## Tasks and exercises
[a] Take the article on the Tokyo playground and write out everything from "Anyone directly exposed" down to "watches, reports said." again, changing "Contractors" to "Crews".
[b] Using the article on the Tokyo playground, decide whether each statement agrees with it, and back each yes or no with the deciding words quoted from it: (i) The park was built in 2013. (ii) Officials believe the contamination is linked to the Fukushima disaster. (iii) A local resident reported the contamination on Monday.

## Supplied passage
■ ■ ■ ■

26 Avril 2015
April 25, 2015
AFP-JIJI
Workers have removed radioactive soil from a Tokyo playground where extremely high radiation levels had frightened local residents for days, official said.
Soil underneath a slide at the municipal park in the Ikebukuro district showed radiation readings of up to 480 microsieverts per hour.
Anyone directly exposed to this level would absorb in two hours the government’s annual maximum radiation threshold.
Contractors dug out soil from the spot on Friday, and the radiation reading returned to normal, around 0.06 microsieverts per hour, according to local reports.
Workers suspect the contamination was from radium, which is used for medical tools and glow-in-the-dark paint for watches, reports said.
Yukio Takano, the mayor of Toshima Ward, where the park is located, said in a statement that the problem, which fanned fears for the health of area children, was likely to end soon.
“The amount of radiation has been dramatically reduced after a test excavation” of the soil, said the statement, released late Friday.
The contamination came to light after a local resident reported it on Monday, but officials say they do not think it is connected to the disaster at the Fukushima No. 1 nuclear plant.
The park, Ikebukuro Honcho Densha no Mieru Koen, was built in 2013, two years after the Fukushima reactor meltdowns, on what was previously a parking lot for Tokyo’s sanitation department, a local official said.
Top soil at the lot was replaced before the land was turned into a park.
Many families in eastern Japan continue to survey the levels of radioactive contamination around their homes, distrustful of government assurances that most places were not affected by the Fukushima crisis.
Such efforts have led some people to discover radioactive materials that have been dumped in their neighborhoods. Months after the Fukushima crisis started in 2011, officials found bottles of radium discarded in Tokyo under a private house and a supermarket.

■ ■ ■ ■

Stored items:
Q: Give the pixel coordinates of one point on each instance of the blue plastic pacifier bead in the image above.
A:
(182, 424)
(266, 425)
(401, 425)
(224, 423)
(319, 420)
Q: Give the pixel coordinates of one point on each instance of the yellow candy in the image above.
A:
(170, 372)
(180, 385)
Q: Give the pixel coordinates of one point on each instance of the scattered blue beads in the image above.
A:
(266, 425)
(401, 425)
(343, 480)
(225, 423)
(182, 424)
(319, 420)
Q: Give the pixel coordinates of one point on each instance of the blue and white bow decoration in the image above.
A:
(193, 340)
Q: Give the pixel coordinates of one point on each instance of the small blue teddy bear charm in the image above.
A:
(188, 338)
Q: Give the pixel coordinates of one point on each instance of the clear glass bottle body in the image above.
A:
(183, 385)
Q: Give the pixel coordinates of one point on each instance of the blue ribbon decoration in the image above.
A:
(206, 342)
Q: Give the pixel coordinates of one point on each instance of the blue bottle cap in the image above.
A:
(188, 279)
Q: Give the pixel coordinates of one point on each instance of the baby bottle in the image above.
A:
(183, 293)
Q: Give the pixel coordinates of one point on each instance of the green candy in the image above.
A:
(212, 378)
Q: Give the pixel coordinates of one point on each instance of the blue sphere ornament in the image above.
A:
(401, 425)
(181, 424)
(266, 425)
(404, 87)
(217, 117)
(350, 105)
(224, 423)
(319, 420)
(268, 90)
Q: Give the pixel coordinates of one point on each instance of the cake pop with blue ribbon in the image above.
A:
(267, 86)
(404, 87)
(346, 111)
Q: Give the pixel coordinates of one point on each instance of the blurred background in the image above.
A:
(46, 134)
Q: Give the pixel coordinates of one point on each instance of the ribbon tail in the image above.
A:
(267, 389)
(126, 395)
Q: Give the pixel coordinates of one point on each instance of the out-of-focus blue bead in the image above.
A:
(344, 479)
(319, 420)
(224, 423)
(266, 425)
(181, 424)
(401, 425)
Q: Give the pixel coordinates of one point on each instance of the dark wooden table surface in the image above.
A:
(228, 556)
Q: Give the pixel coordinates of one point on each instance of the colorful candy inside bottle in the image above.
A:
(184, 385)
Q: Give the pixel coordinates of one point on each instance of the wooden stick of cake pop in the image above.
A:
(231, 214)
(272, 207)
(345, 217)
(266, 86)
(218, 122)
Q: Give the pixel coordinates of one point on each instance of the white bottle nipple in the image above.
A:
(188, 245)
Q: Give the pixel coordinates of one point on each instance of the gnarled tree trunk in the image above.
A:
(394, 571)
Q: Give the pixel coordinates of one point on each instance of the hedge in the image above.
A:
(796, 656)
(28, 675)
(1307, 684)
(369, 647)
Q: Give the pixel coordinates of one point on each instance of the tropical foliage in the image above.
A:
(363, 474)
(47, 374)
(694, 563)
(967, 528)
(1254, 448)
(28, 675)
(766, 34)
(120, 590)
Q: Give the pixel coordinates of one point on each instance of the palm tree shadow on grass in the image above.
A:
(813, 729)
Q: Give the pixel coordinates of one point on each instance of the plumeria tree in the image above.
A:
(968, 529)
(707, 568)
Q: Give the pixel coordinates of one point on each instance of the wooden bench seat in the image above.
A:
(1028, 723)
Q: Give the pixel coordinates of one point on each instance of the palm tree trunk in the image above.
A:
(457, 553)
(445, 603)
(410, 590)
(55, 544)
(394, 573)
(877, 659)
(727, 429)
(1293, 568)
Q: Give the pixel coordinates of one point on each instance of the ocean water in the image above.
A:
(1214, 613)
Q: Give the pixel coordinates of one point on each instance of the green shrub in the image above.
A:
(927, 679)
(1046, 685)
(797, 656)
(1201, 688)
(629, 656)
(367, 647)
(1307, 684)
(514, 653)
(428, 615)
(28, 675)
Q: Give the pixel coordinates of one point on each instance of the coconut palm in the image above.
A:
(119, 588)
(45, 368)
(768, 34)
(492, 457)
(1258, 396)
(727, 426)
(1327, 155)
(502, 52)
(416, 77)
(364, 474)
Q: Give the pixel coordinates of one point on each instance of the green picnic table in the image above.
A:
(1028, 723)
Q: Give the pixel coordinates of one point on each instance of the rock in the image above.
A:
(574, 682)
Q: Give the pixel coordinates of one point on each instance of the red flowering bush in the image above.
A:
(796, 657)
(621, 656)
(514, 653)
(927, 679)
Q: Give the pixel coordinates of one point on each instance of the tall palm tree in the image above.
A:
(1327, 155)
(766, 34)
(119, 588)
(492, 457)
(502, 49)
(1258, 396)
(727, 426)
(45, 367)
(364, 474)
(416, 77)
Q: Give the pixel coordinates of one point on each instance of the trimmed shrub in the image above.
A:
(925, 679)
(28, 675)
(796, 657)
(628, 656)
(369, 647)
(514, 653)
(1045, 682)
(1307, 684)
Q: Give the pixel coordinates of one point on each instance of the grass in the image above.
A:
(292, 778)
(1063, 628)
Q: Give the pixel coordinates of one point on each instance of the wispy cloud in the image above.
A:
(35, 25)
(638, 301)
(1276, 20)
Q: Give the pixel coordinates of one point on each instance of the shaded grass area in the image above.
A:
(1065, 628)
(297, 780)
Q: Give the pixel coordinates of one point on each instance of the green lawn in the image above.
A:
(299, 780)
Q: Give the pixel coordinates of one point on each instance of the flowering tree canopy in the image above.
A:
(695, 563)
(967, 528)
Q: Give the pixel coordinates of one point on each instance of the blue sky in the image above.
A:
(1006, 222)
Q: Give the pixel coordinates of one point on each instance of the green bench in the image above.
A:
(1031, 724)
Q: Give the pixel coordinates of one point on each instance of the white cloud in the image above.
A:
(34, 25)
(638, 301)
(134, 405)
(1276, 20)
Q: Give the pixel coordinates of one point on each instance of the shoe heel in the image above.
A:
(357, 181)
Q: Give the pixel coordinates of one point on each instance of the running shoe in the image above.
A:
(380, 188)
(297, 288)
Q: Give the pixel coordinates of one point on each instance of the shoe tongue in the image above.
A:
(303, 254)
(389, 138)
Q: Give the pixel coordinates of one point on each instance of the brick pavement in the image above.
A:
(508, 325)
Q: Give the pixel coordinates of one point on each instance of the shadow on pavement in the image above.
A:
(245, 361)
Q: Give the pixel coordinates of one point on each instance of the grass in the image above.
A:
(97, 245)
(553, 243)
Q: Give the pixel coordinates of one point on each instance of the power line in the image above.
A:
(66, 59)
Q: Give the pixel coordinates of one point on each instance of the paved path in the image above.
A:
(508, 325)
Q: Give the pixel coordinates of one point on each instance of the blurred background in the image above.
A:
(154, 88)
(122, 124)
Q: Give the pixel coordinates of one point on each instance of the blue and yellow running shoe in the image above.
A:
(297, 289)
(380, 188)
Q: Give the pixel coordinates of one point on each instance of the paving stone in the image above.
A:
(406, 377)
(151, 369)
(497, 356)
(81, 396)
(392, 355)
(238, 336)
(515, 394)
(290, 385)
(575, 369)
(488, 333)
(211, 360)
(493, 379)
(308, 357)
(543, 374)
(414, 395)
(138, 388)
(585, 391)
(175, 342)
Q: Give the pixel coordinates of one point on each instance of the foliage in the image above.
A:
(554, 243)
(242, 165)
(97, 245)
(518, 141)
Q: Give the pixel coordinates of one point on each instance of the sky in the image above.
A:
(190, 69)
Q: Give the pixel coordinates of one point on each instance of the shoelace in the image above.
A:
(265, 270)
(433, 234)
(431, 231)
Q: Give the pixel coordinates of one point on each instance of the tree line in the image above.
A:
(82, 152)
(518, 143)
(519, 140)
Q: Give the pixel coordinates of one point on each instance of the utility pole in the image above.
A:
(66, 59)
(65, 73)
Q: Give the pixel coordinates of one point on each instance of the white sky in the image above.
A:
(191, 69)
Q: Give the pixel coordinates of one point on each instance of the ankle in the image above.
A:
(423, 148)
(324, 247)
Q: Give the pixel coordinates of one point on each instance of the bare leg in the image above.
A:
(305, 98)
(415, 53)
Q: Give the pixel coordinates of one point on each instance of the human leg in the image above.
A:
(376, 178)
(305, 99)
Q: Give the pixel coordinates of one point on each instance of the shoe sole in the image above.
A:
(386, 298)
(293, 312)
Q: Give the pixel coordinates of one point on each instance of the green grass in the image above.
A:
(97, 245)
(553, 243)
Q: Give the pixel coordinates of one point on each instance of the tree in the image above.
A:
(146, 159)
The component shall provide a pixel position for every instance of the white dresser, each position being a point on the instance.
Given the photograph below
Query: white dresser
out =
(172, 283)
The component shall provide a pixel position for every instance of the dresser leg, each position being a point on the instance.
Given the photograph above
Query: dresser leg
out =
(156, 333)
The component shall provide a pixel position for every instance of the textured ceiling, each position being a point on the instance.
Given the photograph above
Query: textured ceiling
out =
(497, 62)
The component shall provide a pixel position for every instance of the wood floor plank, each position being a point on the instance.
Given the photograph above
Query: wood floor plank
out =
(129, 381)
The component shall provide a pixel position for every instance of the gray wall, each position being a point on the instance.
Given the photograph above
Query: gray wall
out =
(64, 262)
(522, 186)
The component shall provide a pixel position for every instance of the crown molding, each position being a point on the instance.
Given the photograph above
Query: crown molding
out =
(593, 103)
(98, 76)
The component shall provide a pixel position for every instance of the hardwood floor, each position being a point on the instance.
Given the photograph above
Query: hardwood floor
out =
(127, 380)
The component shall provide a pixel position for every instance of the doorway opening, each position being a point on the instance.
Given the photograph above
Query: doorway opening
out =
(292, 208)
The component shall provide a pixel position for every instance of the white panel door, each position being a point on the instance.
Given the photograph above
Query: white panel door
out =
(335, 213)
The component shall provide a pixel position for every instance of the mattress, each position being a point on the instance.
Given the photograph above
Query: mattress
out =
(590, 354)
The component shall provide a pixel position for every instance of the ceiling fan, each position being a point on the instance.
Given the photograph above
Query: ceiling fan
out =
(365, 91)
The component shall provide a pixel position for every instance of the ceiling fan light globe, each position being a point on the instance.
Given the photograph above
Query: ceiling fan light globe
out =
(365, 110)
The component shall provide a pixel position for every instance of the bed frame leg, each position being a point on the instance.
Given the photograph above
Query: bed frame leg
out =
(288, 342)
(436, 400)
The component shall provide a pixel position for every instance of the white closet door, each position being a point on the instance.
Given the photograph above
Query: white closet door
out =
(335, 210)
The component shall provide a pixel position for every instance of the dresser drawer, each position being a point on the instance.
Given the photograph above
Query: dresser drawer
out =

■ ■ ■ ■

## Answers in order
[a]
Anyone directly exposed to this level would absorb in two hours the government’s annual maximum radiation threshold.
Crews dug out soil from the spot on Friday, and the radiation reading returned to normal, around 0.06 microsieverts per hour, according to local reports.
Workers suspect the contamination was from radium, which is used for medical tools and glow-in-the-dark paint for watches, reports said.

[b]
(i) Yes: "was built in 2013"
(ii) No: "officials say they do not think it is connected to the disaster at the Fukushima No. 1 nuclear plant"
(iii) Yes: "after a local resident reported it on Monday"